Copy every line of the material below word for word.

— Start SOURCE DATA —

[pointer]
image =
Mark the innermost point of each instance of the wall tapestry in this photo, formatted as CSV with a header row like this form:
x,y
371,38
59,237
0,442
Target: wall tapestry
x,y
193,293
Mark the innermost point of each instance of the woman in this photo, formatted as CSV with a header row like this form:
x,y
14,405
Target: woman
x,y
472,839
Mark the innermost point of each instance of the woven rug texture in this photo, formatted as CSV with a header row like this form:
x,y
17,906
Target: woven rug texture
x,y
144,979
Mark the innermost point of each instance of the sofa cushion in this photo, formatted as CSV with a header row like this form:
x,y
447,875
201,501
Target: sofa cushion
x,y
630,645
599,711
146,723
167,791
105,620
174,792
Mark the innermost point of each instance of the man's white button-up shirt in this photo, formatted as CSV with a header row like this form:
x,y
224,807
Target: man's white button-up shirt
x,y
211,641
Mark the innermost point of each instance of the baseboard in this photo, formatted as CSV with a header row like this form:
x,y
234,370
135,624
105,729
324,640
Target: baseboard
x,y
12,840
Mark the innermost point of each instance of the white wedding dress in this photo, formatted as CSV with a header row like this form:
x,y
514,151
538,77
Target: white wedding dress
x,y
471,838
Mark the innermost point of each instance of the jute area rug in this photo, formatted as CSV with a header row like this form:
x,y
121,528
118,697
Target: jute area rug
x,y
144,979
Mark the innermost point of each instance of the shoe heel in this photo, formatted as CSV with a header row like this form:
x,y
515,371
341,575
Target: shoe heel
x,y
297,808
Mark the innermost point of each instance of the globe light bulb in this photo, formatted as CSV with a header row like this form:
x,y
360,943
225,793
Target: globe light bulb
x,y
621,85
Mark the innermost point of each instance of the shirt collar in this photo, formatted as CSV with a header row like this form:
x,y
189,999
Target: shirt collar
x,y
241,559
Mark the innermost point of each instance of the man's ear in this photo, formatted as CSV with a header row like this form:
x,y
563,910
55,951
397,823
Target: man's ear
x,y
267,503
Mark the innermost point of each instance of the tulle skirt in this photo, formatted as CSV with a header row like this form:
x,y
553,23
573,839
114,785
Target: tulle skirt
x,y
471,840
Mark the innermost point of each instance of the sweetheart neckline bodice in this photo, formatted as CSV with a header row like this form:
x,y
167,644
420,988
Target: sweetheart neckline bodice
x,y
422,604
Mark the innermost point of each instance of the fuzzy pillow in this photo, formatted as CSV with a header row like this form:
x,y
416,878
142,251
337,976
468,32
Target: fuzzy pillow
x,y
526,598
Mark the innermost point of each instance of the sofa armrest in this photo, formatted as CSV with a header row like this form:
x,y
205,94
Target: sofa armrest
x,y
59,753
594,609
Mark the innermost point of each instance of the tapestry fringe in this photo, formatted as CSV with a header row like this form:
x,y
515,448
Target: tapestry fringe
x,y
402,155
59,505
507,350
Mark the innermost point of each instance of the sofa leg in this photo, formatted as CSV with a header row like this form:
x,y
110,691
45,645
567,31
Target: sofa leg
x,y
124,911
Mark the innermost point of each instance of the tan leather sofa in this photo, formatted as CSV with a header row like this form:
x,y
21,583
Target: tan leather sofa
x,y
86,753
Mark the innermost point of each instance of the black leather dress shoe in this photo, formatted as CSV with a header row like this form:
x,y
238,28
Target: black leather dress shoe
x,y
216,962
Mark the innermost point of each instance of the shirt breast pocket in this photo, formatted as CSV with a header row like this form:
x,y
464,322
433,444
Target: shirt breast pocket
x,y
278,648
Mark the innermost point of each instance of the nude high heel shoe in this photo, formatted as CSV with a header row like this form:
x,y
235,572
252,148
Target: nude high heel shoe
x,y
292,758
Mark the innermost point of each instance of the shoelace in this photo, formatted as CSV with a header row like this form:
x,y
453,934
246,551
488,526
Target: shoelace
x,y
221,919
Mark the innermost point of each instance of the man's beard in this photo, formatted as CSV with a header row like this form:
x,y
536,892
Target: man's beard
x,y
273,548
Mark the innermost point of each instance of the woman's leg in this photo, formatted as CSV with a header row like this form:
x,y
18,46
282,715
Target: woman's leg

— End SOURCE DATA —

(OUTPUT FOR THIS EXERCISE)
[pointer]
image =
Mark the innermost point of each instance of the wall tapestry in this photo, formatted as CSV with a header row like this form:
x,y
371,38
59,237
0,442
Target: wall tapestry
x,y
193,293
Mark the innermost point of each instance of the woman in this photo, formatted as CSV with a header row like this form:
x,y
14,405
Target: woman
x,y
472,839
Mark the innermost point of each instance of the woven rug texture in this photo, formatted as CSV with a header row like this form:
x,y
17,906
Target: woven rug texture
x,y
144,979
Mark the innermost point of each instance of the sofa cushion in this photo, formatted as CSV with a header row like this form:
x,y
447,875
201,501
Target: sofa cushion
x,y
630,645
599,711
146,723
167,791
105,620
174,792
Mark the innermost point of each instance of the man's white button-up shirt in this photo, formatted as CSV with a header row like this form:
x,y
224,807
Target: man's white button-up shirt
x,y
211,641
Mark the innermost point of each instance of the baseboard in this photo, formatted as CSV with a header row like this form:
x,y
234,370
135,624
105,729
324,640
Target: baseboard
x,y
12,840
Mark the innermost point of each instance of the white wedding dress in this photo, formatted as CSV with a header row like this form:
x,y
514,151
538,77
Target: white wedding dress
x,y
471,838
Mark the innermost point of each instance of the jute area rug in this photo, formatted as CSV with a header row like this form:
x,y
121,528
118,697
Target: jute area rug
x,y
144,979
Mark the innermost point of each instance of the shoe heel in this photo, formatted as CSV with a header row like this form:
x,y
515,371
341,575
Target: shoe heel
x,y
297,808
Mark the innermost point of each instance of the globe light bulb in this photo, formatted as CSV with a header row like this form:
x,y
360,943
225,793
Target: globe light bulb
x,y
621,85
Mark the innermost point of each instance of the shirt collar in this photo, formatted as CSV with a header row like this form:
x,y
189,999
Target: shirt collar
x,y
241,559
Mark the innermost point of each instance of the man's ear in this photo, formatted as CSV with a header row like this form:
x,y
563,910
55,951
397,823
Target: man's ear
x,y
267,503
Mark the innermost point of each instance of the tulle skirt in this photo, formatted as CSV with a header row like this form:
x,y
553,23
573,839
114,785
Target: tulle skirt
x,y
471,840
Mark the innermost point of each instance of the sweetheart neckline bodice in this photo, formatted as CSV with a header row like this form:
x,y
167,644
420,988
Target: sweetheart neckline bodice
x,y
422,604
Mark the innermost point of each instance of the fuzzy pillow in this photo, formatted as CSV with a header row like this form:
x,y
416,878
142,251
337,976
468,32
Target: fuzzy pillow
x,y
526,598
Mark the innermost point of each instance of the sofa armrest in this photo, formatted as CSV with a header row like this form:
x,y
205,94
Target: sofa armrest
x,y
59,753
594,609
Mark the innermost point of each instance of the tapestry fringe in this photo, formatted as CSV with a header row like this form:
x,y
515,448
Target: tapestry fringe
x,y
402,155
59,505
507,350
Mark the innermost point of each instance of the sofa leg in this photo, formatted as CSV with a header row like this form:
x,y
110,691
45,645
567,31
Target: sofa leg
x,y
124,911
Mark the innermost point of each instance of the tan leather sofa in this photo, formatted as CSV with a header row like this form:
x,y
21,583
Target: tan leather sofa
x,y
86,753
Mark the innermost point of each instance of the black leather dress shoe in this photo, formatted as CSV with a header row like this form:
x,y
238,28
Target: black leather dress shoe
x,y
216,962
Mark the innermost point of each instance of the shirt breast pocket in this photo, formatted as CSV with a header row like this form:
x,y
464,322
433,444
Target: shirt breast pocket
x,y
278,648
Mark the innermost point of each instance of the nude high heel shoe in this photo, formatted as CSV with a header row like this form:
x,y
235,572
252,148
Target: nude high heel shoe
x,y
292,758
Mark the innermost point of each instance of the shoelace in this photo, formatted as CSV with a header row like this form:
x,y
453,934
246,551
488,526
Target: shoelace
x,y
221,919
Mark the innermost point of each instance of the man's beard in this photo, formatted as CSV with a header row like this form:
x,y
536,892
Target: man's beard
x,y
273,548
Mark the innermost point of each instance of the woman's leg in this photo, formatted as CSV with a header row like this form:
x,y
18,46
282,715
Target: woman's leg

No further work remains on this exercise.